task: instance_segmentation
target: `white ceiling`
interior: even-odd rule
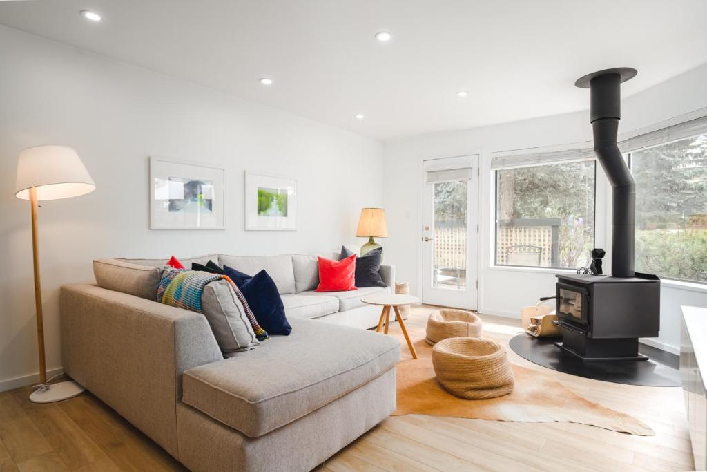
[[[574,81],[600,69],[638,69],[635,93],[707,63],[706,18],[705,0],[0,1],[8,26],[384,140],[586,109]]]

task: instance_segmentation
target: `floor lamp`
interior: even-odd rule
[[[30,200],[32,208],[32,255],[34,258],[35,306],[37,342],[40,357],[40,382],[30,400],[47,403],[78,395],[84,388],[74,381],[49,384],[45,362],[44,321],[42,316],[42,284],[40,282],[39,234],[37,210],[39,200],[78,197],[95,189],[76,151],[66,146],[38,146],[20,153],[17,163],[15,196]]]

+++

> Your goal
Write out the listing above exactly as it appears, leaving out the pictures.

> Solution to this exercise
task: instance_segmentation
target: `white ceiling`
interior: even-odd rule
[[[574,81],[600,69],[638,69],[635,93],[707,63],[706,18],[705,0],[0,1],[8,26],[384,140],[586,109]]]

task: instance_segmentation
target: `floor lamp`
interior: even-odd rule
[[[30,200],[32,208],[32,255],[34,258],[35,306],[37,342],[40,357],[40,382],[30,400],[47,403],[78,395],[84,388],[74,381],[49,384],[45,362],[44,321],[42,316],[42,284],[40,282],[39,234],[37,210],[39,200],[78,197],[95,189],[76,151],[66,146],[38,146],[20,153],[17,163],[15,196]]]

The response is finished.